Records from a point labeling set
## Start

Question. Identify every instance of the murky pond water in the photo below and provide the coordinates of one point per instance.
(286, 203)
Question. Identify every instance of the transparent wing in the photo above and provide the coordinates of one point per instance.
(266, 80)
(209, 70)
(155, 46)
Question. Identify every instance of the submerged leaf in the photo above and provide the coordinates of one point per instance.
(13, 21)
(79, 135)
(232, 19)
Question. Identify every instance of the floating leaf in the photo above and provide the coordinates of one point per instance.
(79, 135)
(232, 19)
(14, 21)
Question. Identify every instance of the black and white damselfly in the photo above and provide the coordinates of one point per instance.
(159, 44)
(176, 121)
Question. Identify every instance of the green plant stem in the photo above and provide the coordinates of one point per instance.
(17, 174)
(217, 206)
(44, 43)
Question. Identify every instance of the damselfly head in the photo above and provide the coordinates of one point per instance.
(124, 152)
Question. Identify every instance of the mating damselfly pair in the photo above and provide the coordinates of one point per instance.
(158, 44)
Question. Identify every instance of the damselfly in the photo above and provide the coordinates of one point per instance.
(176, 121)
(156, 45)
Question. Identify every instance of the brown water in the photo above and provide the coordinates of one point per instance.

## End

Rewrite all of the material above, changing "Identify every instance" to "Locate each instance" and leaving everything else the same.

(The result):
Question. Locate each instance of the murky pond water in the photo below and provide the coordinates of one point per instance.
(286, 203)
Question. Locate each instance of the transparent wing in the photo above and provide the coordinates of one point per instance.
(266, 80)
(209, 70)
(155, 46)
Question. Locate each instance of the submerged leaf in the photo above and provide the coordinates of one point per instance.
(13, 21)
(79, 135)
(232, 19)
Question. Locate each instance of the floating leaf in the photo above and provide the coordinates of one point per instance.
(79, 135)
(232, 19)
(14, 21)
Question. Locate each instance of the black and white damselfly in the photo above and provide the coordinates of one point per instance.
(159, 44)
(176, 121)
Question. Locate each instance of the green plant stem in the photo above and provide the coordinates of one point per instance.
(17, 174)
(217, 206)
(44, 43)
Question. Locate each instance of the damselfly head in the photo above and provide the coordinates of one point per instance.
(124, 152)
Question. Locate each instance of the mating damselfly pair in the photo above and provide the coordinates of one point per instance.
(158, 44)
Question. Locate each instance of the damselfly in the photo above and provide the coordinates of one point per instance.
(176, 121)
(156, 45)
Question. Locate each instance of the brown water in the photo above and provide the coordinates of one point per instance.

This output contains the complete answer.